### CHALLENGE 1
Based on the passage on special advisers below, list each piece of information that ministers should include in their notification to the select committee. Treat the policy areas and the types of tasks as separate items.
### SOURCE PASSAGE ###
83.  We do, however, believe that greater transparency and scrutiny of appointments which are paid from the public purse but are exempt from the requirement for recruitment on merit is justified and appropriate. We recommend that ministers should therefore notify the relevant departmental select committee whom they have appointed as a new special adviser, as soon as they have decided on the appointment or, in a new Parliament, as soon as the relevant select committee is established. They should include in the notification to the committee a proposed "job description", setting out the policy areas and types of tasks the special adviser will be expected to carry out, and the special adviser's relevant qualifications for appointment, including why they believe him or her to be of suitable "standing and experience". This would enable select committees better to hold ministers to account for the quality and conduct of their special advisers, and would deter ministers from promoting less suitable candidates.

84.  Special advisers can of course be called to give oral evidence to select committees, but in the case of their appointment this should not be necessary other than in the most exceptional cases, such as where there are evident and legitimate concerns about his or her character or record. The political views or previous statements of a special adviser are not a legitimate concern of a select committee.
###
### CHALLENGE 2
Extract every line of the rows below that contains the string "silver". Case counts.
### RECORDS TO USE ###
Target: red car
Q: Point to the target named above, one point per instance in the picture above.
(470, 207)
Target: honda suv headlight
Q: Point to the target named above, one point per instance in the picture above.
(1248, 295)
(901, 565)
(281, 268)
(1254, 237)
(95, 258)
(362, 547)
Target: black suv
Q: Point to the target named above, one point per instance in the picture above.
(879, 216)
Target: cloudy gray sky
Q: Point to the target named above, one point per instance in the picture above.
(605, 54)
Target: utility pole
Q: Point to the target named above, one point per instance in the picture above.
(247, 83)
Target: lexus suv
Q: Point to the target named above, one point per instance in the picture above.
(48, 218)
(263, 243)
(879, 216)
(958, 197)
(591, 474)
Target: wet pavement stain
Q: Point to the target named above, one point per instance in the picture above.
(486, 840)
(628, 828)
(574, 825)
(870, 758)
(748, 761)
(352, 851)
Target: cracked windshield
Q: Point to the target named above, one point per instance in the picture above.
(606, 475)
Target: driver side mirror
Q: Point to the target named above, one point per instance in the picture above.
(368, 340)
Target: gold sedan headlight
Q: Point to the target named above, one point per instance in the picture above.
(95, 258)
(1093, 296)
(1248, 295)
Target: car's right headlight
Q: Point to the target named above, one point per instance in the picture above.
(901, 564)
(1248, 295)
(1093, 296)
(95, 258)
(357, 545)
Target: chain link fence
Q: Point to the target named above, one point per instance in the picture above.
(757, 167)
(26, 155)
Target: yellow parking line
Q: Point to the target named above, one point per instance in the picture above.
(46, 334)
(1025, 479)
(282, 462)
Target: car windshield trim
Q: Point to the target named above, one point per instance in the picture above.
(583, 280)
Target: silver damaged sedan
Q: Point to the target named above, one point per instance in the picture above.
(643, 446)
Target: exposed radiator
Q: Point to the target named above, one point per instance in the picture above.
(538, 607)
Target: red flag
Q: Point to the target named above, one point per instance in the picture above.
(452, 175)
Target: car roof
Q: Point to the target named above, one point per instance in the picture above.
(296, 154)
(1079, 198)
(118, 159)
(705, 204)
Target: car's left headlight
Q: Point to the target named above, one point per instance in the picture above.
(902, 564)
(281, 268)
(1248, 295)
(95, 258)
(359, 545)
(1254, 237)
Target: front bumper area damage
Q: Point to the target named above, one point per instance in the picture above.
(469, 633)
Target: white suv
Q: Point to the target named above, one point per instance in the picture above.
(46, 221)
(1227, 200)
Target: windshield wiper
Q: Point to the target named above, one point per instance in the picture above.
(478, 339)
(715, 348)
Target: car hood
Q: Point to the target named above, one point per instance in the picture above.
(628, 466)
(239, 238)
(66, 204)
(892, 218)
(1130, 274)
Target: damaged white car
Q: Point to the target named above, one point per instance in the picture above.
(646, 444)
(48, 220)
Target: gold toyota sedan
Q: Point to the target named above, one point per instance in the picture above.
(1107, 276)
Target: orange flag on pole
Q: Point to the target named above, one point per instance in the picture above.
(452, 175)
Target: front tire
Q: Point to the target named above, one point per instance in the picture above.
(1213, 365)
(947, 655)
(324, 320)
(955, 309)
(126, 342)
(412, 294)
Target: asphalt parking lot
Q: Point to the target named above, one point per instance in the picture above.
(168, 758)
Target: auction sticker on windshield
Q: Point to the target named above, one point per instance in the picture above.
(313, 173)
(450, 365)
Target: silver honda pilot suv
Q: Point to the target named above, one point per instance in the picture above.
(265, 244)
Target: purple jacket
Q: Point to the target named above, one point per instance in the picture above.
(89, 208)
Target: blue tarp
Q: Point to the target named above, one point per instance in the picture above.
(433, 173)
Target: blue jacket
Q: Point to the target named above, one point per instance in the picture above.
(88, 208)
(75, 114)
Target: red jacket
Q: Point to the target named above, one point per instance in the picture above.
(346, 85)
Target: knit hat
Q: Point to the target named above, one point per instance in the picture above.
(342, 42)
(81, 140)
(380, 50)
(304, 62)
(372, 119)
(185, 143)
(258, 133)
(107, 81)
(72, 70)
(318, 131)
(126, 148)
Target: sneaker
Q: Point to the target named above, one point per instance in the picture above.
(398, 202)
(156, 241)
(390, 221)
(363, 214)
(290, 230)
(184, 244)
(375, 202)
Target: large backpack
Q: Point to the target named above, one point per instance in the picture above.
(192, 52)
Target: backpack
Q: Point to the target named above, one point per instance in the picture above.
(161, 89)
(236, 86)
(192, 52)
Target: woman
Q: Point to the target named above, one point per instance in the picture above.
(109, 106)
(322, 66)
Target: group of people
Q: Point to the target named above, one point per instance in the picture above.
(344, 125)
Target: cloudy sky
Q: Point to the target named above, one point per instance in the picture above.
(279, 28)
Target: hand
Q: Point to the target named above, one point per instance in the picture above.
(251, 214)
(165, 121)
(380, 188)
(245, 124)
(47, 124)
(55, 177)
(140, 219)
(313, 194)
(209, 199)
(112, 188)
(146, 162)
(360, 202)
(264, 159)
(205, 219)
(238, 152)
###
### WORKED SOLUTION 1
- The policy areas the special adviser will be expected to cover, set out in a proposed "job description"
- The types of tasks the special adviser will be expected to carry out, also set out in that job description
- The special adviser's relevant qualifications for appointment
- Why the minister believes the special adviser to be of suitable "standing and experience"

### WORKED SOLUTION 2
Target: silver damaged sedan
Target: silver honda pilot suv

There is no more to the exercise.